SHORT PROBLEM:
Beginning with the line where "the boy's ear" appears, retype every remaining line of the data below, both the first and last included.

*** DATA FOR THE TASK ***

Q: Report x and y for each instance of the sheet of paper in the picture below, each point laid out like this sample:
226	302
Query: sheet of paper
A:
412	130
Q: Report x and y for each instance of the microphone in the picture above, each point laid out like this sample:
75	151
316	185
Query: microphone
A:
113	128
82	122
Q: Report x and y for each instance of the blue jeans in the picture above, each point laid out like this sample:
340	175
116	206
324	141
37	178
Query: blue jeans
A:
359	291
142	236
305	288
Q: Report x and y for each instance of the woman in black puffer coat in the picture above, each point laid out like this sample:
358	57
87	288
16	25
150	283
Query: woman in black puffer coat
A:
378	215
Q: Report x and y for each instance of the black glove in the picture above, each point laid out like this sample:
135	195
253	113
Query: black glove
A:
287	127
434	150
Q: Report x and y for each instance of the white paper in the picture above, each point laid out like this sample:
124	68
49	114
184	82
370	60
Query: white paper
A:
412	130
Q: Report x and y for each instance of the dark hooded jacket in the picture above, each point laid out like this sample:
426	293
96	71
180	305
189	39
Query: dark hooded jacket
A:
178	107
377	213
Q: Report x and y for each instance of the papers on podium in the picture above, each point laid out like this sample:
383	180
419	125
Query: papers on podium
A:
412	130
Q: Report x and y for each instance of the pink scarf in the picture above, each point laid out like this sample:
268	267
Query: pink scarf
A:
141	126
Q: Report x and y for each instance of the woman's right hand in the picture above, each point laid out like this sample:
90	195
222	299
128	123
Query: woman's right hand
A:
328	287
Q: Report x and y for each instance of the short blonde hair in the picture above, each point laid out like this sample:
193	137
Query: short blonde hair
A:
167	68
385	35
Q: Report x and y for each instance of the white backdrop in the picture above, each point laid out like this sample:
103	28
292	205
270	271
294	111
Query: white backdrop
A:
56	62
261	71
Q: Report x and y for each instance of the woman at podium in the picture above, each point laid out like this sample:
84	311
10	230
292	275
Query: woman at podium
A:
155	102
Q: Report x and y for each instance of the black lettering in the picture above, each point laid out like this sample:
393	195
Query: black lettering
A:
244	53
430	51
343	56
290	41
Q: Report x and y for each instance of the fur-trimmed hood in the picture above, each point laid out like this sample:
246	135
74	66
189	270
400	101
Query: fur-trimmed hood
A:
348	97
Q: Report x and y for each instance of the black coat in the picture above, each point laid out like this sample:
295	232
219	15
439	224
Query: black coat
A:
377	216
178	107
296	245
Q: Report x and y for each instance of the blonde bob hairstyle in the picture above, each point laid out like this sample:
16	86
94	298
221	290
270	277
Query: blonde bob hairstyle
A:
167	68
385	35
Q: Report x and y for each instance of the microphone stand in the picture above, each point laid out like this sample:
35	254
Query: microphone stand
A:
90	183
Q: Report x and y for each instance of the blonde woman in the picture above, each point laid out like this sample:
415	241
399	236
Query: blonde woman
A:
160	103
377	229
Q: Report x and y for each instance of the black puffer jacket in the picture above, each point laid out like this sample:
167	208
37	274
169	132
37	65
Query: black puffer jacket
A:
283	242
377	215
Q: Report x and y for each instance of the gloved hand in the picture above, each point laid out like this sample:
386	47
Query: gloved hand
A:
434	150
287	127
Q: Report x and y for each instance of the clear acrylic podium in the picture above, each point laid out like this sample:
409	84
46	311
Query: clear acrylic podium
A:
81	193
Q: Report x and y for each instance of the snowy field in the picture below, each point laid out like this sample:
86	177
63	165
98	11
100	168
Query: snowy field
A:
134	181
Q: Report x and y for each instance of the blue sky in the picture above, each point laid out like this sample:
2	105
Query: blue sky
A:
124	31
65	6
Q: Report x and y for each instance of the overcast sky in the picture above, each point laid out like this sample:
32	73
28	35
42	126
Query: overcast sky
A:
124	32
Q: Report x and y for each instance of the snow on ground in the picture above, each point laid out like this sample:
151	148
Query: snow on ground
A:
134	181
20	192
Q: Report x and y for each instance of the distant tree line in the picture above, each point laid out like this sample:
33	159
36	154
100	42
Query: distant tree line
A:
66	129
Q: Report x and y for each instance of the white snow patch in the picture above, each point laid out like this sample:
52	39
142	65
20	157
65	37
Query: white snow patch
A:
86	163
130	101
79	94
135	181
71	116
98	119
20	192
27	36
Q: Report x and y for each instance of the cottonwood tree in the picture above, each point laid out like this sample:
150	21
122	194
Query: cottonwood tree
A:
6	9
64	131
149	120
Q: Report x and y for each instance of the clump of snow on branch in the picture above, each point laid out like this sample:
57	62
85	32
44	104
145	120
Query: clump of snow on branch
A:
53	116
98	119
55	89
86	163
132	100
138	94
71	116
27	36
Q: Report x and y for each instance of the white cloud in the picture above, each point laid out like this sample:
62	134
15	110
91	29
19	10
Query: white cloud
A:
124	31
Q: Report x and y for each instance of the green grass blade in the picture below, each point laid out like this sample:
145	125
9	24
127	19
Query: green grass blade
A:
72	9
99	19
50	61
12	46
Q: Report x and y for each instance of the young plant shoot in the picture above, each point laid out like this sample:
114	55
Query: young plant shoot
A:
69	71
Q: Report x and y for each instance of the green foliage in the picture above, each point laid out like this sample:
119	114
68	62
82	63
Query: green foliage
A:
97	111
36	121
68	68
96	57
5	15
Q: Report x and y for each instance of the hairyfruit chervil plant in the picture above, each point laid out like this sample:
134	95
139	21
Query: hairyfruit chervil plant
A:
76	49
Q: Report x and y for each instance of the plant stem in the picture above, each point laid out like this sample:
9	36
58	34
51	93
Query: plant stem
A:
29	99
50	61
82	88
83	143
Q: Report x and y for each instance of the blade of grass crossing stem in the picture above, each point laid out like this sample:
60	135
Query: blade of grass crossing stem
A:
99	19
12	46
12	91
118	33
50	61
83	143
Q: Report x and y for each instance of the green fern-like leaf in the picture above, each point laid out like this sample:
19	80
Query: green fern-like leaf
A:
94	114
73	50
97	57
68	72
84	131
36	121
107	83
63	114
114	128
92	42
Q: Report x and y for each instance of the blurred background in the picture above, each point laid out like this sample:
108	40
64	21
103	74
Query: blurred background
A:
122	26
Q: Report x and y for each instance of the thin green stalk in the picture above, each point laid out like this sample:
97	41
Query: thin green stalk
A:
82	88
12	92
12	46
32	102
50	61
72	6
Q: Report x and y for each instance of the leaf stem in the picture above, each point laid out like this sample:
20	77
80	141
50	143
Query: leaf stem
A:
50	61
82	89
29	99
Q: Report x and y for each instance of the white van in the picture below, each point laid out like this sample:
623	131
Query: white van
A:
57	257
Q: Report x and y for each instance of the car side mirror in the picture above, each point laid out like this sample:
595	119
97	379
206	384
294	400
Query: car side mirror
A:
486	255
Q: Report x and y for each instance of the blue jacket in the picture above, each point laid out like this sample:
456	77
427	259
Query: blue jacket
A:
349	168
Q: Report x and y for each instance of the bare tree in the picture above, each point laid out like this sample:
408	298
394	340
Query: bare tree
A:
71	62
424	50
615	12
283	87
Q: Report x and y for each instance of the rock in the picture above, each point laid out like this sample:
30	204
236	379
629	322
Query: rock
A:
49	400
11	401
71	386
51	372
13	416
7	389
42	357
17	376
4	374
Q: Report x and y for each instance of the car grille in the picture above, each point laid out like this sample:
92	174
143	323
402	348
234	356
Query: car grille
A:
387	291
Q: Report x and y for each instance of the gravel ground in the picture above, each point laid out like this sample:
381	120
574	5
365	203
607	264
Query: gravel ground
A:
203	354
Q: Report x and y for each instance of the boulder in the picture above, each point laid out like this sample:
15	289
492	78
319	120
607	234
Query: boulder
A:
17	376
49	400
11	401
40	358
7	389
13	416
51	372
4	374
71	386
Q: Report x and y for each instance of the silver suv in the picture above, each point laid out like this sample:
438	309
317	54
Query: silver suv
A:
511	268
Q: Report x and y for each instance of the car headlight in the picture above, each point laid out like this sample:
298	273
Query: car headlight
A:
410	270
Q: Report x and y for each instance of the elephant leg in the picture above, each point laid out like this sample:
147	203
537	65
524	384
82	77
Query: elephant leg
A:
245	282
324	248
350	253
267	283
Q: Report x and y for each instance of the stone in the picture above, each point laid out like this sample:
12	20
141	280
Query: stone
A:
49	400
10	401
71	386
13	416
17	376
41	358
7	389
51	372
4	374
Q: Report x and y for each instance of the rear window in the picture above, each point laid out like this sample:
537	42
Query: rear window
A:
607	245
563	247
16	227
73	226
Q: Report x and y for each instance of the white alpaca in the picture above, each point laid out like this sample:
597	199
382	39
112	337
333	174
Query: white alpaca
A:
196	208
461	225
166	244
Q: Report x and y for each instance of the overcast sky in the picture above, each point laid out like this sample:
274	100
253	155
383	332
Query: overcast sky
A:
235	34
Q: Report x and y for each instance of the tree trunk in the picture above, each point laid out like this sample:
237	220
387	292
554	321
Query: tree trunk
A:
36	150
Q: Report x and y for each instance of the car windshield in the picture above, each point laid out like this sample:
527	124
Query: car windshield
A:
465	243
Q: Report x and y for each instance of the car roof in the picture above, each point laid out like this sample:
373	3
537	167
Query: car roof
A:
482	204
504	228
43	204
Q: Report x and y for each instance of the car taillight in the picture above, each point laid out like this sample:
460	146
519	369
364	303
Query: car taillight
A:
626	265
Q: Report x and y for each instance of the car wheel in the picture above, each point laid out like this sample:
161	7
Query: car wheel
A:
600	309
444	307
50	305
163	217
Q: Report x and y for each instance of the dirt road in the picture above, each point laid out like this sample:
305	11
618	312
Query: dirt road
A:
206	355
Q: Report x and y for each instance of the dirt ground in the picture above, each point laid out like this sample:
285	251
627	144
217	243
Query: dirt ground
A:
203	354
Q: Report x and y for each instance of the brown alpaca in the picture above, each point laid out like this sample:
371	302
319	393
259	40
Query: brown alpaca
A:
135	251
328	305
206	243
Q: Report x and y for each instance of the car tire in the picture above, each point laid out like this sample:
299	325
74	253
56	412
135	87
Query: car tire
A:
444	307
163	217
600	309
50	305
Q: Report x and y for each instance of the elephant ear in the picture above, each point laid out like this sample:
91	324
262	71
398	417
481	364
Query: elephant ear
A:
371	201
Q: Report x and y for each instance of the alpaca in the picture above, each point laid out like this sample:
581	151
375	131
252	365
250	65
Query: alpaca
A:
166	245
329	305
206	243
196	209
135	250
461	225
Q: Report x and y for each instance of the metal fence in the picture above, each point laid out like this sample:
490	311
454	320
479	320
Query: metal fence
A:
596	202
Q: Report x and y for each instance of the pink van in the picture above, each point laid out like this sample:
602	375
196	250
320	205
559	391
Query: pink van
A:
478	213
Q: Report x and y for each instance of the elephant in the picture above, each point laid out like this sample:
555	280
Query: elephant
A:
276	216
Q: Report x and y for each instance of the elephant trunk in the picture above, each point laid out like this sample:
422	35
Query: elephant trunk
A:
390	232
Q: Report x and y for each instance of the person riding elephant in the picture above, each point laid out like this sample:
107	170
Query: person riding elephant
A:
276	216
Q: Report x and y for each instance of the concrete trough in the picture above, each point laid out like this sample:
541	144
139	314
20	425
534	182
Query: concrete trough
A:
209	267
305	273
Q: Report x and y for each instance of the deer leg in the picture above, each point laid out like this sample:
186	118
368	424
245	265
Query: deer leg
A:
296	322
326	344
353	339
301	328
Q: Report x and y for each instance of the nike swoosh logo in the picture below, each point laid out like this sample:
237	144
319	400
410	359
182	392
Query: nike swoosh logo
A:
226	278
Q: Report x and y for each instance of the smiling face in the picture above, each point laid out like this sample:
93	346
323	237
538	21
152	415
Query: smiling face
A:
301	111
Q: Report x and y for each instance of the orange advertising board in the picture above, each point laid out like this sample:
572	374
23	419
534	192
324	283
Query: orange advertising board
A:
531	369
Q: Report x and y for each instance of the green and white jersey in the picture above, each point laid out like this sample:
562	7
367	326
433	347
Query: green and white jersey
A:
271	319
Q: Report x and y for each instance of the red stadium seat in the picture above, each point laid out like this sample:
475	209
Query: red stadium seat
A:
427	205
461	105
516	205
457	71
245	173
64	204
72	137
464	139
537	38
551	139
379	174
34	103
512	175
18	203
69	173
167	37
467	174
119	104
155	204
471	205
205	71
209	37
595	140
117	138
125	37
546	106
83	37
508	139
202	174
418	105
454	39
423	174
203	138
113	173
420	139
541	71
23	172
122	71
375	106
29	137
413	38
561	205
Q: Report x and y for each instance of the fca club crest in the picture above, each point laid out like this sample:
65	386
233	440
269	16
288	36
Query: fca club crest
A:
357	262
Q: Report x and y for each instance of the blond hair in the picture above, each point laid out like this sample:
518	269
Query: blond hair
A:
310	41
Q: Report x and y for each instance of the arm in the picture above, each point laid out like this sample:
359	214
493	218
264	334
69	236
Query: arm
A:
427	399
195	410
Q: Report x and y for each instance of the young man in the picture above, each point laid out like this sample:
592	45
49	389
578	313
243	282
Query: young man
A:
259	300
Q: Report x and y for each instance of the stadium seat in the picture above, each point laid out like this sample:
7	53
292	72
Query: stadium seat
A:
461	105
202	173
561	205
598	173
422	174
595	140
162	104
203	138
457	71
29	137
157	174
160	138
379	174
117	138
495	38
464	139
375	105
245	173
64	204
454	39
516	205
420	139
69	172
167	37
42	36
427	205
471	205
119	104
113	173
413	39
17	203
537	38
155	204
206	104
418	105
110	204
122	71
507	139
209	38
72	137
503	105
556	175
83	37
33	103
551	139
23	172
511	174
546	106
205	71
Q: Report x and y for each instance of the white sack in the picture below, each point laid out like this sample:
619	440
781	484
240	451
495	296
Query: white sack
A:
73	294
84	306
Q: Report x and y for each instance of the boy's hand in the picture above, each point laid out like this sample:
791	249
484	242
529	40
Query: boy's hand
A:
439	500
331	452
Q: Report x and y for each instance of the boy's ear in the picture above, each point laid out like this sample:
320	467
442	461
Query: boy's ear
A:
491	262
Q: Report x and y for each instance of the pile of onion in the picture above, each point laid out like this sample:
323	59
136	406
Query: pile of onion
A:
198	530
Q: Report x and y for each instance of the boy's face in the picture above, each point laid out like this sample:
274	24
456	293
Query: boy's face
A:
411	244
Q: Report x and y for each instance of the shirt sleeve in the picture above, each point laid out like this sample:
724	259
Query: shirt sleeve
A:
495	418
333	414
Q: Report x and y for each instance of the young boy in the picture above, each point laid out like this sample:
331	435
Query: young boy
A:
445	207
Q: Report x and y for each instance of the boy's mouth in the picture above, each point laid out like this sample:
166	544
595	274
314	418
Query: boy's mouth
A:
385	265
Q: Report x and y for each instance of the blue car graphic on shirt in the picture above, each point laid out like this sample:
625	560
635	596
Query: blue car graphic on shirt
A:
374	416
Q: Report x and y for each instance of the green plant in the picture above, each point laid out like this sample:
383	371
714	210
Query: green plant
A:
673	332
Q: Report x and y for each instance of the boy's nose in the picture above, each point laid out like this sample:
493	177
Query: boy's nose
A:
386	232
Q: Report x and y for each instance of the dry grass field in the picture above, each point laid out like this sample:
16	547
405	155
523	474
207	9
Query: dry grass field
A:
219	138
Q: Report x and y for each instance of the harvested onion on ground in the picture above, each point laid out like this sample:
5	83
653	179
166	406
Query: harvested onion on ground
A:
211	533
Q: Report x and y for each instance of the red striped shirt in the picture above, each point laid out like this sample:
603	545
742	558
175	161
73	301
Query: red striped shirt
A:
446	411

***

ANSWER TO THIS TASK:
Q: Report x and y for each instance of the boy's ear in the picture above, each point laid out like this sample:
320	467
442	461
Query: boy's ear
A:
491	262
Q: Report x and y for each instance of the pile of onion in the picture above, each point laid out like this sample:
323	59
136	406
Query: pile of onion
A:
198	530
Q: Report x and y for each instance of the boy's face in the picture above, each point laid out like this sample:
274	24
456	293
Query: boy's face
A:
411	244
Q: Report x and y for each instance of the shirt sleeve in the picture above, each point laid out like this sample:
724	259
Query: shirt sleeve
A:
495	418
333	414
Q: Report x and y for each instance of the young boy in the picture above, each point laid out like this sample:
331	435
Query: young boy
A:
445	207
Q: Report x and y for each instance of the boy's mouth in the picture above, each point laid out like this sample:
166	544
595	274
314	418
Query: boy's mouth
A:
385	265
Q: Report x and y for each instance of the blue car graphic on shirt in the picture above, each point laid out like this sample:
625	560
635	596
Query: blue car graphic on shirt
A:
374	416
Q: Report x and y for each instance of the green plant in the picture above, each point laid out like this sample:
383	371
714	210
Query: green plant
A:
673	332
Q: Report x and y for each instance of the boy's nose in the picture above, each point laid out like this sample:
493	177
Query: boy's nose
A:
386	232
Q: Report x and y for each instance of the dry grass field in the picture above, each point laid out like this sample:
16	547
405	155
523	474
207	9
Query: dry grass field
A:
219	138
Q: Report x and y for each instance of the harvested onion on ground in the picture above, each point laid out like this sample:
5	83
653	179
166	406
Query: harvested onion on ground
A:
211	533
Q: Report x and y for each instance of the red striped shirt in the picture above, each point laid out like this sample:
603	545
742	558
175	161
73	301
Query: red striped shirt
A:
446	411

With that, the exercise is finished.